— Start EXERCISE MATERIAL —

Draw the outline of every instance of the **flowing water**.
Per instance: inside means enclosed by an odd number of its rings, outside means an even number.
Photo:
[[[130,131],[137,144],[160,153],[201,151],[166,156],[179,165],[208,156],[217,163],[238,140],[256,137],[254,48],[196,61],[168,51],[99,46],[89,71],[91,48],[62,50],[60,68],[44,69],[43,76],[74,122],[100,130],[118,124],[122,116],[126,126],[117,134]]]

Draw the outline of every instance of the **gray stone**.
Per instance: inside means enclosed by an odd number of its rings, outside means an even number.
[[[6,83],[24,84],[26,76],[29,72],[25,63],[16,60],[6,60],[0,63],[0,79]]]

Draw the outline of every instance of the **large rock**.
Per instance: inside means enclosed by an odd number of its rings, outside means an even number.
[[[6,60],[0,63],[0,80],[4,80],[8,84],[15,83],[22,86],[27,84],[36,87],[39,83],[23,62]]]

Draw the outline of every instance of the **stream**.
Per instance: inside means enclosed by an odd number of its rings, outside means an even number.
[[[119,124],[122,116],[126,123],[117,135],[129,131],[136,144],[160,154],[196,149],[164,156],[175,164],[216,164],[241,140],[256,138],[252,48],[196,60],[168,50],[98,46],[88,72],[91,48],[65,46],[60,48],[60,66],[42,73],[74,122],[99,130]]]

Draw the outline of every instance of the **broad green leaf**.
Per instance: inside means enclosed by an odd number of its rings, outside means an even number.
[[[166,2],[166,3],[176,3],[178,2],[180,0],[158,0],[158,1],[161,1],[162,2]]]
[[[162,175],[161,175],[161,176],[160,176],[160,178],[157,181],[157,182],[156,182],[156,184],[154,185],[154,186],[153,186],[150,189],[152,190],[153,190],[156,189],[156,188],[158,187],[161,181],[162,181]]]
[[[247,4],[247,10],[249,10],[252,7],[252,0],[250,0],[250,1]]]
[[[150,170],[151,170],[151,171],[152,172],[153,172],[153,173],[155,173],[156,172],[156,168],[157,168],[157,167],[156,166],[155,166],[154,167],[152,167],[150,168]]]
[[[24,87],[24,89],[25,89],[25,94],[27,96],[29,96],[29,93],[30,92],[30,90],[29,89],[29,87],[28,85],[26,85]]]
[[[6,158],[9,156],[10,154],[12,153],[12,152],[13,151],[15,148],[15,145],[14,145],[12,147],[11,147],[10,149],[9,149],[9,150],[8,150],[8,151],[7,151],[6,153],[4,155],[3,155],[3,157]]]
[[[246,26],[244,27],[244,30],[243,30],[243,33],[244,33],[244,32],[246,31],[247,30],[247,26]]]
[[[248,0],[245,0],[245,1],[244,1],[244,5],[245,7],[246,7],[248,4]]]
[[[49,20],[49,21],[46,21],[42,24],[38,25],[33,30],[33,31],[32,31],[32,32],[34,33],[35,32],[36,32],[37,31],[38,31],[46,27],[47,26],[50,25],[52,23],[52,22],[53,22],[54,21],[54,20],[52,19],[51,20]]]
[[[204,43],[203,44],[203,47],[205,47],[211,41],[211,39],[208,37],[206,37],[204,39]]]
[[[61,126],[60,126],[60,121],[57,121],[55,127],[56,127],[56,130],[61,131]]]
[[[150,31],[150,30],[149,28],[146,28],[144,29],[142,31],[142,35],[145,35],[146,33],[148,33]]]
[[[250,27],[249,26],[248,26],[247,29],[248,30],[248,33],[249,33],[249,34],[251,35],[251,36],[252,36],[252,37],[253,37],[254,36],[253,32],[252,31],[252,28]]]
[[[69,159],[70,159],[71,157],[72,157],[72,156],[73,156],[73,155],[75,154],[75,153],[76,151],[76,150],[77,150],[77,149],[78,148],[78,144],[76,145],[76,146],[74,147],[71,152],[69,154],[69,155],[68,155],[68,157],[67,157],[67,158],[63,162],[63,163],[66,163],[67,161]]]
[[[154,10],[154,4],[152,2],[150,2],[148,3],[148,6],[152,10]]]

— End EXERCISE MATERIAL —

EXERCISE BRIEF >> Show each line of the listing above that contains the word "every", treating uppercase and lowercase as different.

RESULT >>
Draw the outline of every instance of the **flowing water**.
Draw the outline of every instance of the **gray stone**.
Draw the outline of every instance of the **large rock**.
Draw the outline of every instance of the **stream**.
Draw the outline of every instance of the **broad green leaf**.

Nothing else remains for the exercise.